:: Data section ::
+---+

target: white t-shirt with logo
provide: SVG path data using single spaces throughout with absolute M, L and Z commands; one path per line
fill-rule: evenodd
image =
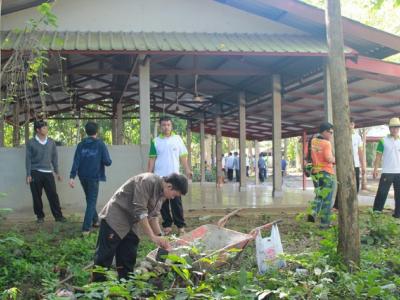
M 150 157 L 156 158 L 154 174 L 168 176 L 179 173 L 179 159 L 187 154 L 186 146 L 179 135 L 156 137 L 150 146 Z
M 361 136 L 357 132 L 353 132 L 351 136 L 351 141 L 353 143 L 353 158 L 354 158 L 354 167 L 360 167 L 360 156 L 358 155 L 358 149 L 363 146 L 363 142 Z
M 400 138 L 384 137 L 376 152 L 382 153 L 382 173 L 400 174 Z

+---+

From the entries, report every line in which the string "with" occurs.

:: Exercise result ::
target: white t-shirt with logo
provide: SVG path data using single spaces throughout with absolute M, L and Z commands; one path per line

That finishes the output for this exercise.